EXERCISE TEXT:
Canoes and Dogs...

I want to teach my 10 month old half Golden/half Natural Disaster to ride nicely in a canoe. When he was significantly smaller I took him out in my kayak and he seemed to enjoy it when he wasn’t chewing on the coaming. Now at 70 plus pounds, that is no longer possible. How can I teach him to ride nicely in a canoe? He loves the water and will wear his PFD when he go out.

Any advice or suggestions would be appreciated.

A sit is a sit is a sit, whether at home

– Last Updated: Mar-21-06 9:02 PM EST –

or in a canoe. I taught my dog the sit command, and he knows what it means wherever he is. I've had 3 different dogs in a canoe many times, and never had a problem with them, because they all knew to obey the sit command. Giving them a water swim break at shore for awhile helps, and they should enjoy it. Recommend a dog life jacket be worn for them, as they can have accidents, like people can. Have fun, and happy paddling!

A piece of carpeting helps to insulate them and they learn to recognize it as "their place".

A tired puppy
A tired puppy is a good puppy. Lots of exercise before he gets in the boat and often while underway. At that age no matter how well he minds he will still have teenager moments. Mine keeps centered but it’s mostly out of fear, he’s not fond of deep water.

basic training on land…
If he’ll follow your commands on land (come, sit, down, stay) then you can transfer them into the boat. Of those, down and stay are I think most important (for canoeing).

JOB A: Which lines of the listing below contain the string "then"? Show each of those lines in full, and treat uppercase and lowercase as different.

RAW DATA:
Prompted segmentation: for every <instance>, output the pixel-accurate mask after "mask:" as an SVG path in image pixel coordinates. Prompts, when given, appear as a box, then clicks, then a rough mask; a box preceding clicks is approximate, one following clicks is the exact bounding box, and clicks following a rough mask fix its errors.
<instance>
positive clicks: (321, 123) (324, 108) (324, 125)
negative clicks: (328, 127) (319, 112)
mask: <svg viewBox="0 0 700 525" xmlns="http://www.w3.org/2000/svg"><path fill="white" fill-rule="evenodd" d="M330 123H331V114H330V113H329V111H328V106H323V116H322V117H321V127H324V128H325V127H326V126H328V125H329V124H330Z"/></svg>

...

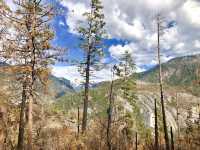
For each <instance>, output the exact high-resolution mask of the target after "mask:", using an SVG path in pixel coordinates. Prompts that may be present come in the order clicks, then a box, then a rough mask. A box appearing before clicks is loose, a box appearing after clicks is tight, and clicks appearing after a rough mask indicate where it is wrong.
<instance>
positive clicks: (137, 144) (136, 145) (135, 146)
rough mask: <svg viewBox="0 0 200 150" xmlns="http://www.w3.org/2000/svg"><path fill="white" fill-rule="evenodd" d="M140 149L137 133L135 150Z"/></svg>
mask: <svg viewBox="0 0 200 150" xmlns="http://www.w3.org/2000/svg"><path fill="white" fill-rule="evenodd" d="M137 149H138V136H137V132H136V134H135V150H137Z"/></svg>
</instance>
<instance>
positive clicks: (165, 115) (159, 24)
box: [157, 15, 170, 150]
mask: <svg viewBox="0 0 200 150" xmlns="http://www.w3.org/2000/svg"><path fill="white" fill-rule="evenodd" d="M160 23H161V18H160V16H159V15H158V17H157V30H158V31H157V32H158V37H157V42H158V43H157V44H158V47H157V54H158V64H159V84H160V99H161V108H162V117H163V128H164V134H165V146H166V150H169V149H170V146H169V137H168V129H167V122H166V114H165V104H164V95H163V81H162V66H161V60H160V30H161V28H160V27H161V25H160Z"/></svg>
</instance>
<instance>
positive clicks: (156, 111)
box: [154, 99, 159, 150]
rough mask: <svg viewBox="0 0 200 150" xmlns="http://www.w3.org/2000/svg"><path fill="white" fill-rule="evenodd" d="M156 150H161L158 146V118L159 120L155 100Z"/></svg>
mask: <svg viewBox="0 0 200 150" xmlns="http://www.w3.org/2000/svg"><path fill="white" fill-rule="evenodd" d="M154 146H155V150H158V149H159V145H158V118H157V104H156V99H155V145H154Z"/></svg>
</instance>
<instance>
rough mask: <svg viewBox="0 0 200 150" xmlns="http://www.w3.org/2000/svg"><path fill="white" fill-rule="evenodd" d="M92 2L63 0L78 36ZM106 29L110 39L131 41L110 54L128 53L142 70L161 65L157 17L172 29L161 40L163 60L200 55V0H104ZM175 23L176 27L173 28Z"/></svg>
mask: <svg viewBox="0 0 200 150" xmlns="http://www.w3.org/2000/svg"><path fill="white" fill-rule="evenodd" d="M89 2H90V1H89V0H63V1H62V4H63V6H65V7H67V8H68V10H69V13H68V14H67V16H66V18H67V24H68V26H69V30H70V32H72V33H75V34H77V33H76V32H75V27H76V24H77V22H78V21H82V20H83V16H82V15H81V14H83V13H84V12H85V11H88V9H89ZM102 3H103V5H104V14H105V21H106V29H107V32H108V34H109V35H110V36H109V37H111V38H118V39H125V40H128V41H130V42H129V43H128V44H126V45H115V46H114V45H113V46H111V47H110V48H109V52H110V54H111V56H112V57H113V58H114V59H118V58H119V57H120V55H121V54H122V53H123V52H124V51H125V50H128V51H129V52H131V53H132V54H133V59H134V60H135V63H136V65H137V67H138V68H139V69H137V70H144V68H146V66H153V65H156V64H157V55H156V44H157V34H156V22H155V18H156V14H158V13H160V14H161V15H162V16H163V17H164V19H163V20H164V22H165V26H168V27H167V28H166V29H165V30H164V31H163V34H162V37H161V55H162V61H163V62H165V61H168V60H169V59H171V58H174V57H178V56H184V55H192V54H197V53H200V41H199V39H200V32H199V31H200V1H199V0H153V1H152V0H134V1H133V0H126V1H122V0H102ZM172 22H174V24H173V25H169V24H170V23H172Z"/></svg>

JOB B: In the thread about dogs in canoes, which commands does the reply on basic training on land call most important for canoeing?

REPLY A:
Prompted segmentation: for every <instance>, output the pixel-accurate mask after "mask:" as an SVG path in image pixel coordinates. Prompts, when given, appear as a box, then clicks, then a rough mask; a box preceding clicks is approximate, one following clicks is the exact bounding box, and clicks following a rough mask fix its errors.
For each <instance>, output the exact high-resolution mask of the target after "mask:", using an SVG path in pixel coordinates. Prompts that may be present come in the order clicks, then a box, then a rough mask. A box appearing before clicks is loose, a box appearing after clicks is tight, and clicks appearing after a rough mask indicate where it is wrong.

REPLY B: Down and stay.